[Collected data entries]

□ □ □ □ □

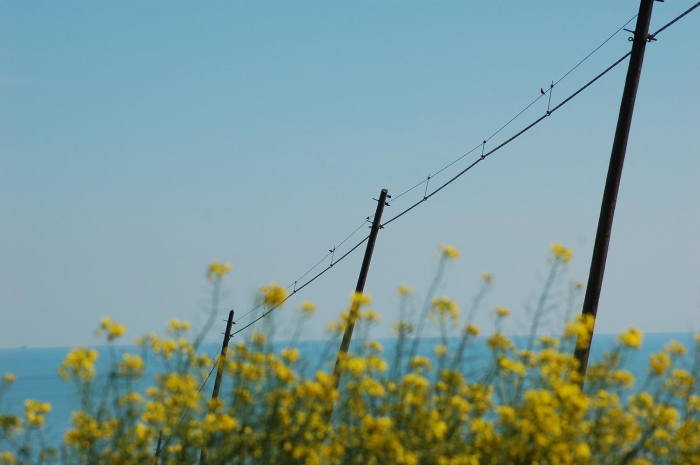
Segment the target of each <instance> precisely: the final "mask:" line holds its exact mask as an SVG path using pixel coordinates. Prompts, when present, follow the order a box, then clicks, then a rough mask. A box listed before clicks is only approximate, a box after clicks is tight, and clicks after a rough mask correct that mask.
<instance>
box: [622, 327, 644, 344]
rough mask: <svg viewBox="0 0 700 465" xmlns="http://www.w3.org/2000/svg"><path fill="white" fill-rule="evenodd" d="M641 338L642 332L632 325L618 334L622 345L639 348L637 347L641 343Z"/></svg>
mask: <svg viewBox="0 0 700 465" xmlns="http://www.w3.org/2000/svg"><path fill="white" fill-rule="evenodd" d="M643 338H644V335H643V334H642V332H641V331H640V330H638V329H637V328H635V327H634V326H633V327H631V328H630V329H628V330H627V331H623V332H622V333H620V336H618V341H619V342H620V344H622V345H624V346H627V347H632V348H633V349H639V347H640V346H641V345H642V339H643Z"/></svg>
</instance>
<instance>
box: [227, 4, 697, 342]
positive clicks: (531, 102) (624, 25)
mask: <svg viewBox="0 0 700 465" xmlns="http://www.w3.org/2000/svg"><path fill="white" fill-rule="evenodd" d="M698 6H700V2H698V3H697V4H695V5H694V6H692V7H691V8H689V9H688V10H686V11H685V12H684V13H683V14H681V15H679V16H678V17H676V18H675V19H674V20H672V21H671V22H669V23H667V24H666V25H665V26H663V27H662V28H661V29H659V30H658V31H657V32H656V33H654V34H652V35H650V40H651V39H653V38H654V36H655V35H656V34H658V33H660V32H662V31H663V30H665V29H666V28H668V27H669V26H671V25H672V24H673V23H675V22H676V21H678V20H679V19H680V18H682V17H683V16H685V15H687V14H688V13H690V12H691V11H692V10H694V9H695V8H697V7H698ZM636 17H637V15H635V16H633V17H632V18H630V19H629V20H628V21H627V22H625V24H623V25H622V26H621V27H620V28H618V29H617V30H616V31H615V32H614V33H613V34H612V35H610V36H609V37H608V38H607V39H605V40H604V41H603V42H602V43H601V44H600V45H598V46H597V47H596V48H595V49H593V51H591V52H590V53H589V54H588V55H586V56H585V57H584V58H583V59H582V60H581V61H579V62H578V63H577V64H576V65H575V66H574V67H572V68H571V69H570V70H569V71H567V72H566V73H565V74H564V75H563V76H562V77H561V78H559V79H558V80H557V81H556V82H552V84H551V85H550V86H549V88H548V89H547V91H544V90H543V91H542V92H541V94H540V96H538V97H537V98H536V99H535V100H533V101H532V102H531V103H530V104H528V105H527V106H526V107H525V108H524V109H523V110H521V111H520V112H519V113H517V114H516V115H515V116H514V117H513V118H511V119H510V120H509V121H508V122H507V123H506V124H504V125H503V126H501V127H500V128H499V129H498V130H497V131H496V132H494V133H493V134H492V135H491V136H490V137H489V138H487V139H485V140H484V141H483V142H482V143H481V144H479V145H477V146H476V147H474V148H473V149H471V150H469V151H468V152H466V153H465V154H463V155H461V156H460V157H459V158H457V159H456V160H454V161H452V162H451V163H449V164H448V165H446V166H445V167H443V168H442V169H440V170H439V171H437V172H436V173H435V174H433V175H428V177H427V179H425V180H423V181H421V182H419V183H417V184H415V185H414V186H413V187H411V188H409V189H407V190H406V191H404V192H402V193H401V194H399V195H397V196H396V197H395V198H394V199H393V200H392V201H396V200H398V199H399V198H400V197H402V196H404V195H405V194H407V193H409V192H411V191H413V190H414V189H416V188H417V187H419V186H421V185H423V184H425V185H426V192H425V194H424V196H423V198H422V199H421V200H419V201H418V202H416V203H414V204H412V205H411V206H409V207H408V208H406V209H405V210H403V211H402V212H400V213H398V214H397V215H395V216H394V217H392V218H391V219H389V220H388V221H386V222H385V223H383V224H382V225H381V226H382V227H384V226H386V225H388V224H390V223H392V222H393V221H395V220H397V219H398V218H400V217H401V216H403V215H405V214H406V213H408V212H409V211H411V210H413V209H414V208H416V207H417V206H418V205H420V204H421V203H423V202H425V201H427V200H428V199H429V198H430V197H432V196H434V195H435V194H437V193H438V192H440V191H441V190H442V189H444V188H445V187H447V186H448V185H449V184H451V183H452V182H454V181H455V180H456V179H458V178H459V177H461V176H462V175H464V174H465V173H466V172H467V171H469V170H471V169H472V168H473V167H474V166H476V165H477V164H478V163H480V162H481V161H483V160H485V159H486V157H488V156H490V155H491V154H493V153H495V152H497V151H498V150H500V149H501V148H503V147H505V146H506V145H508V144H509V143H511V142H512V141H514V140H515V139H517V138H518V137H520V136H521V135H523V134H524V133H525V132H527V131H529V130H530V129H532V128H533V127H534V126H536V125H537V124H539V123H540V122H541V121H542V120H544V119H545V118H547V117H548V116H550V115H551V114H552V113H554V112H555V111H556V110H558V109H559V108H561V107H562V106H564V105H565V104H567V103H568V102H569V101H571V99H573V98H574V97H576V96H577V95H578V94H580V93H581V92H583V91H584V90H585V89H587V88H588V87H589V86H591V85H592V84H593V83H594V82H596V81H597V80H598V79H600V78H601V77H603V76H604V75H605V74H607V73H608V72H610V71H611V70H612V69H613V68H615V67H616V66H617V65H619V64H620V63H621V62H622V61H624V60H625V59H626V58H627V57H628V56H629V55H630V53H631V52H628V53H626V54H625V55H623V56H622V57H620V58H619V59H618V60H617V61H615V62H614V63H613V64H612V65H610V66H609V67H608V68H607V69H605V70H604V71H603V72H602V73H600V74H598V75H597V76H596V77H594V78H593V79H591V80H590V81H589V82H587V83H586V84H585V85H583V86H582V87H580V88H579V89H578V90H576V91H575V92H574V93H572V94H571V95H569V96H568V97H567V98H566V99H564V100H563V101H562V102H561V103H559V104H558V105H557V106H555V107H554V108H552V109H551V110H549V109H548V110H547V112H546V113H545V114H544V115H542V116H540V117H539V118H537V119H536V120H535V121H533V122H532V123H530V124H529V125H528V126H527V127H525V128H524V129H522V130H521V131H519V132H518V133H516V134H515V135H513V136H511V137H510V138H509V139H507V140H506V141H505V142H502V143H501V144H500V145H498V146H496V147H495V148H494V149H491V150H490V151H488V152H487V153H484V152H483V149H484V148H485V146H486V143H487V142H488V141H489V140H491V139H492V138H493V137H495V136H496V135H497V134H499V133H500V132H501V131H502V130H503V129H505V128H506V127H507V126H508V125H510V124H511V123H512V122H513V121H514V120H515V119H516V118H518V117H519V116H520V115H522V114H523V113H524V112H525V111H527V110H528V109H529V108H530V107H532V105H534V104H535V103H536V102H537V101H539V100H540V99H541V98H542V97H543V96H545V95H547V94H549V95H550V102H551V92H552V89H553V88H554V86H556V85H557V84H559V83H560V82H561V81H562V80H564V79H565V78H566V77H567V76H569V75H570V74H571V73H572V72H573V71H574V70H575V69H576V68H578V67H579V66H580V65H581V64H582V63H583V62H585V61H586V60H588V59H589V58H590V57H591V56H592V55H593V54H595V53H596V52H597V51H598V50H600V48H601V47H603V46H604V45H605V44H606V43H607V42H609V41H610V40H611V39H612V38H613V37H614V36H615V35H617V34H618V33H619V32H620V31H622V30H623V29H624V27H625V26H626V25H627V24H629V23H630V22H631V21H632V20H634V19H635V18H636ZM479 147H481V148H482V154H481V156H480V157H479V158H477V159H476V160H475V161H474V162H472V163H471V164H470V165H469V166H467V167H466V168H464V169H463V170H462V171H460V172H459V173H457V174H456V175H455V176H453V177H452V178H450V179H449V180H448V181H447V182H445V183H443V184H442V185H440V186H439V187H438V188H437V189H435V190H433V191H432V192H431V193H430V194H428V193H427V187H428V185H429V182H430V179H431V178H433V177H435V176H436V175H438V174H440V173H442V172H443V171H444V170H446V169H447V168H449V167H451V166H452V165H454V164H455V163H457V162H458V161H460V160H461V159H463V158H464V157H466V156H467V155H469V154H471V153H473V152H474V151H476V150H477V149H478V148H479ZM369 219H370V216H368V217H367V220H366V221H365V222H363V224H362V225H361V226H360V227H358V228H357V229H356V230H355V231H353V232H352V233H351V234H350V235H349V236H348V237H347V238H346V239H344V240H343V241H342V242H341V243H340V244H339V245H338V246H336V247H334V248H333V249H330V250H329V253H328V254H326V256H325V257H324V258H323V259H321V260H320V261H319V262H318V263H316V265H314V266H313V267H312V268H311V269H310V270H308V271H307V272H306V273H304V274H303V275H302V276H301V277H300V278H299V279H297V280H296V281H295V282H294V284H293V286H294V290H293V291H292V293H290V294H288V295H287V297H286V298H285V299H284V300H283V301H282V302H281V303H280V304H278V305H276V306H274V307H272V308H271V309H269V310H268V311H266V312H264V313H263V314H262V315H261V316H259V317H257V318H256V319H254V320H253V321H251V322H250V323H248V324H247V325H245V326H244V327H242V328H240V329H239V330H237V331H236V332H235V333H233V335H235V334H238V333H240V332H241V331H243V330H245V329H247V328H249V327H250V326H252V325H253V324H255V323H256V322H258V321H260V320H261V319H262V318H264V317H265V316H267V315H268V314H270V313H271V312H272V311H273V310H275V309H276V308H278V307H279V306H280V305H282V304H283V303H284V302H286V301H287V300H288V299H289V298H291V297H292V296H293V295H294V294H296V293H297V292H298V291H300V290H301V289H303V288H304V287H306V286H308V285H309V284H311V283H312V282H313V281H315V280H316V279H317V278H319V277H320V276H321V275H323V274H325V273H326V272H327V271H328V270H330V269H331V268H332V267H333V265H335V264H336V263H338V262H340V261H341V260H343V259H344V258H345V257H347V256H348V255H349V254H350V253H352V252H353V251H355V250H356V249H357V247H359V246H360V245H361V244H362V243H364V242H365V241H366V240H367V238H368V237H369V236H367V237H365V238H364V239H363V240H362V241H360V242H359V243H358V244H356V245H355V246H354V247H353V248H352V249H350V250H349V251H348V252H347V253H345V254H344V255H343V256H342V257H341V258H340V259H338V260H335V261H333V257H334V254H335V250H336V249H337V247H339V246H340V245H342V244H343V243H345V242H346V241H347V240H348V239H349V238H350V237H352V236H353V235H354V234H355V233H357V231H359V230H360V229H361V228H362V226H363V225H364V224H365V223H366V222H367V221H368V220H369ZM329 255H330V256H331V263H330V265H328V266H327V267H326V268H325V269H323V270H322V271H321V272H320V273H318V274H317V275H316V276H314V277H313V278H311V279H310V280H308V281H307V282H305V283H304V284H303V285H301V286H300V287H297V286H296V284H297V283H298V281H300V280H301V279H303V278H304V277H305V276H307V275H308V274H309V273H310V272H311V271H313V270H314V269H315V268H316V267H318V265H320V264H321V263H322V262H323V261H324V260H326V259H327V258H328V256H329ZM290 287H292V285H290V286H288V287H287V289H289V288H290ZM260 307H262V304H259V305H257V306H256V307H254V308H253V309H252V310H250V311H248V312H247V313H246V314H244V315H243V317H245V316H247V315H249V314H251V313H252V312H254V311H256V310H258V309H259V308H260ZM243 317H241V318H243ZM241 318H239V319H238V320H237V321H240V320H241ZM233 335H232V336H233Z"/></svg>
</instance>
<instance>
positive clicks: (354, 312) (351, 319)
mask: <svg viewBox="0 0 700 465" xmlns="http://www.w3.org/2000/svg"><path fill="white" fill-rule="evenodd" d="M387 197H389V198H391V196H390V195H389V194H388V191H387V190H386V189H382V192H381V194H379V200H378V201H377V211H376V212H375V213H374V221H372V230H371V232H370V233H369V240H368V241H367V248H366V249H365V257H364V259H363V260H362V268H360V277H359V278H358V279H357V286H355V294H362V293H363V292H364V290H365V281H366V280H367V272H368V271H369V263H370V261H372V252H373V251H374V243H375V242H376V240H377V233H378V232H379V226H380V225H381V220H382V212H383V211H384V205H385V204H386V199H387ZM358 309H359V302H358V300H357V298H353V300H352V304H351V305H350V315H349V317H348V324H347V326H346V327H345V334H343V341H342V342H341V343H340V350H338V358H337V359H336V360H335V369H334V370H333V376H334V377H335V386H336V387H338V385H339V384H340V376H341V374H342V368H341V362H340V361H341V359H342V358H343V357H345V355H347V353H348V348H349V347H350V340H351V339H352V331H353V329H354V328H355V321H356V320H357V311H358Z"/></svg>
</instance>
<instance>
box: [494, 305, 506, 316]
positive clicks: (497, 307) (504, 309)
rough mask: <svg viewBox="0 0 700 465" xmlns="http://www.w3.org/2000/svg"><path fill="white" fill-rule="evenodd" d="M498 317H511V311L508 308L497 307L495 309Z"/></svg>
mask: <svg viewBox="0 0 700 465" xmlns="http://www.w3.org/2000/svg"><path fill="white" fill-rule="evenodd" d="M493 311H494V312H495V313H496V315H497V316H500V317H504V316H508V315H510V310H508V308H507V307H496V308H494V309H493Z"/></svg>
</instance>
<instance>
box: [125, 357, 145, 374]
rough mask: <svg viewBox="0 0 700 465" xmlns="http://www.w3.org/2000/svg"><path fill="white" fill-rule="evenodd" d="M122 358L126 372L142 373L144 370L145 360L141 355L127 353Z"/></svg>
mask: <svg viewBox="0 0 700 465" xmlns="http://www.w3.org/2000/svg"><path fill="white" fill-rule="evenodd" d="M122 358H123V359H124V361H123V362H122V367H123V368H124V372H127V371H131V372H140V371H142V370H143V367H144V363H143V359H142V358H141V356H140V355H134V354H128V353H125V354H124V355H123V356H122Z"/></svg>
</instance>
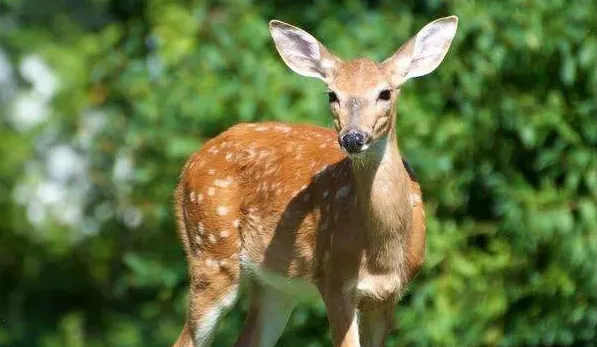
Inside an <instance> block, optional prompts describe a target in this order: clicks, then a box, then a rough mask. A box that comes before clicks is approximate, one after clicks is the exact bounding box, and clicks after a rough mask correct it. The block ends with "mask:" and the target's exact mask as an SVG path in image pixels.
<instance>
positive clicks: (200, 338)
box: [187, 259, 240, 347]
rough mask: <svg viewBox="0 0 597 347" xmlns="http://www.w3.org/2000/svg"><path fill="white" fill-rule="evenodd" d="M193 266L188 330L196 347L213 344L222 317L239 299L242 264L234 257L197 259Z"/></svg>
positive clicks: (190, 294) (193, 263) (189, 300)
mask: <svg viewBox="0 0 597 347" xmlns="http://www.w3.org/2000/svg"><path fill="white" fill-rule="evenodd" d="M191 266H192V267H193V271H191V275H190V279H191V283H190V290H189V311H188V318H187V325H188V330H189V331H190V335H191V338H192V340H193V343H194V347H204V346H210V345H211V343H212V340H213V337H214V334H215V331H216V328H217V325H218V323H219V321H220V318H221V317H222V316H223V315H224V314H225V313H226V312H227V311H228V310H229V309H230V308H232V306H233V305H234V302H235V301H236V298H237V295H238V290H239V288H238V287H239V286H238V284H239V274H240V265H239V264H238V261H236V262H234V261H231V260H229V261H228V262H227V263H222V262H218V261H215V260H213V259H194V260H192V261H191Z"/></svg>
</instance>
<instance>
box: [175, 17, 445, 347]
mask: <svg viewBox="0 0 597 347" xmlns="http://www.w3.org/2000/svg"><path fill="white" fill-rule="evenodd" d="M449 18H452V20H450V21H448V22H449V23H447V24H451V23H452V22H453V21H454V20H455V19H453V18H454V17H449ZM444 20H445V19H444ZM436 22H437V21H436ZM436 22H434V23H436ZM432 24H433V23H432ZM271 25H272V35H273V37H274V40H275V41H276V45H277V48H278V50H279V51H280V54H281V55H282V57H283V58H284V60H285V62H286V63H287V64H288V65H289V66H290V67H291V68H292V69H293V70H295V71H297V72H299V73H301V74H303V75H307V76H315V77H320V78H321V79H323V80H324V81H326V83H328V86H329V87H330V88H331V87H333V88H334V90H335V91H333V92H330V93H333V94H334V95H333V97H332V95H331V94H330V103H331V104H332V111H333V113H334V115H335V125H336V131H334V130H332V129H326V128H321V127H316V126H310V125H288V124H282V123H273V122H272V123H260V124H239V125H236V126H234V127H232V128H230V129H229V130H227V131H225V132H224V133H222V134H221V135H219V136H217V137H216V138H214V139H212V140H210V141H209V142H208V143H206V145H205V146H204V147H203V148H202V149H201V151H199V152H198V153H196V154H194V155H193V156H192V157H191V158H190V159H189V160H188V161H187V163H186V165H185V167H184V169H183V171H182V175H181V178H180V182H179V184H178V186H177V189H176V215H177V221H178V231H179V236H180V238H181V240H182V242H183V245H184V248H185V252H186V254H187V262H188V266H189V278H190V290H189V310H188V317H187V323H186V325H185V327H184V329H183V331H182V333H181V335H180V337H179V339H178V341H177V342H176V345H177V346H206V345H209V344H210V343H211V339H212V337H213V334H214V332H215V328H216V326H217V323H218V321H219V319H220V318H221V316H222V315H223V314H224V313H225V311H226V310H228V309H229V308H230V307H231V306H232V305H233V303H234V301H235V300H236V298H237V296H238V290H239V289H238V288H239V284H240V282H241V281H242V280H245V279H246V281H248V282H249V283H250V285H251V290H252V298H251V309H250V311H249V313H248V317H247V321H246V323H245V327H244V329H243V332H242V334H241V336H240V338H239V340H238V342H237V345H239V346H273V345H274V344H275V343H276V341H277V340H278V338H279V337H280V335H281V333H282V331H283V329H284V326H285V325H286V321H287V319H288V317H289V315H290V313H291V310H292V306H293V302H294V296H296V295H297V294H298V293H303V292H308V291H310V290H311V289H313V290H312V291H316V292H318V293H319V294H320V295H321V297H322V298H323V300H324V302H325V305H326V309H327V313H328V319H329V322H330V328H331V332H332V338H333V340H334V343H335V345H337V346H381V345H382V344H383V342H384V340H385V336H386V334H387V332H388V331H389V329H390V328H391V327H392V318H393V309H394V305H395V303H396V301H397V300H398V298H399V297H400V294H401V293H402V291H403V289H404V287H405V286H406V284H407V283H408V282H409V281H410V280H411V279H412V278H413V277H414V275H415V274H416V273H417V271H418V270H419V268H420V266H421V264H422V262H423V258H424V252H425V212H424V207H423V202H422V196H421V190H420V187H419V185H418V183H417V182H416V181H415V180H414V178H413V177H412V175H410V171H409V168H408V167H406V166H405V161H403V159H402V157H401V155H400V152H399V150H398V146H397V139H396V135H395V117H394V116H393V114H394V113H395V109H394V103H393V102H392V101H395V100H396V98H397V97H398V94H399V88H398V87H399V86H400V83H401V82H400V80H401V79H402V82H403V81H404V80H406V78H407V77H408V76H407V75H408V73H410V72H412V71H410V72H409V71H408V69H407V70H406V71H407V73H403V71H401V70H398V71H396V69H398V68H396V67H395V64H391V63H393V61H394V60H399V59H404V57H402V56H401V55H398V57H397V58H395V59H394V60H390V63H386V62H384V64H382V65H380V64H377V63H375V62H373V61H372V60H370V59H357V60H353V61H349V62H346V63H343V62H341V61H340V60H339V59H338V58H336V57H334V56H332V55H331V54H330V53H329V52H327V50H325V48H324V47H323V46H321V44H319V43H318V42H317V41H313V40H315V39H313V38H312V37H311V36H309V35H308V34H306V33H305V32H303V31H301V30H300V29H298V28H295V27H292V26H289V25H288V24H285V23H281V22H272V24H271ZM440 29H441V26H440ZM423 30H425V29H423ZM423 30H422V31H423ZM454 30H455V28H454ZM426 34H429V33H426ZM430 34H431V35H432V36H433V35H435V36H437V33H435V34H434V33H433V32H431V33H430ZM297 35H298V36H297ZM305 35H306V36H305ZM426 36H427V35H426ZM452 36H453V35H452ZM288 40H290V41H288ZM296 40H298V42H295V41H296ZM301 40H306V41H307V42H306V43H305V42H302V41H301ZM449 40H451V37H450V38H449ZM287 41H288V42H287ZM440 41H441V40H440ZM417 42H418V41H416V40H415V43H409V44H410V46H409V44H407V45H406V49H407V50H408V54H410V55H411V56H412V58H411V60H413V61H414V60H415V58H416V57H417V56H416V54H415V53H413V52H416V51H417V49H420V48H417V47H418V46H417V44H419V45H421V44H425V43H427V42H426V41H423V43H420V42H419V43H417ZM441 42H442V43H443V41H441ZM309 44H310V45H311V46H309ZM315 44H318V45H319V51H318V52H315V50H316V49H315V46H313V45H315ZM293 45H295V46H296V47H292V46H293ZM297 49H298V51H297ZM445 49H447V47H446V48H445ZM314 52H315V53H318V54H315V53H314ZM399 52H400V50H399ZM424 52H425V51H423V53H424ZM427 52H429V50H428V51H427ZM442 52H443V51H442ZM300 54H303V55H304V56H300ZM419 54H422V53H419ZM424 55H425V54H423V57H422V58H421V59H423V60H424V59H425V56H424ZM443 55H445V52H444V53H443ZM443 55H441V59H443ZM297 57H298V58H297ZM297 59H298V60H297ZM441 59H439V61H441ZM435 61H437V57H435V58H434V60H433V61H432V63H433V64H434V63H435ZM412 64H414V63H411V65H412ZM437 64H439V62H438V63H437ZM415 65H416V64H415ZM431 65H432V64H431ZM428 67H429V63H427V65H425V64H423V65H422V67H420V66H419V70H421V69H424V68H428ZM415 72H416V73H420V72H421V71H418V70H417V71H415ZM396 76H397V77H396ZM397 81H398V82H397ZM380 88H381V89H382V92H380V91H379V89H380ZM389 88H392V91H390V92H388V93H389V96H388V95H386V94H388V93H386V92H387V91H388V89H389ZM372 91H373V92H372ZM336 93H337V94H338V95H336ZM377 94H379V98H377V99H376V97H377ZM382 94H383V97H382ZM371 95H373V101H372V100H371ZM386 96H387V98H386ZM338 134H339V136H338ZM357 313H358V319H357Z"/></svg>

□ □ □ □ □

Brief:
From the data above, state how many lines contain the string "rough", offering no other words.

Solution to this problem:
6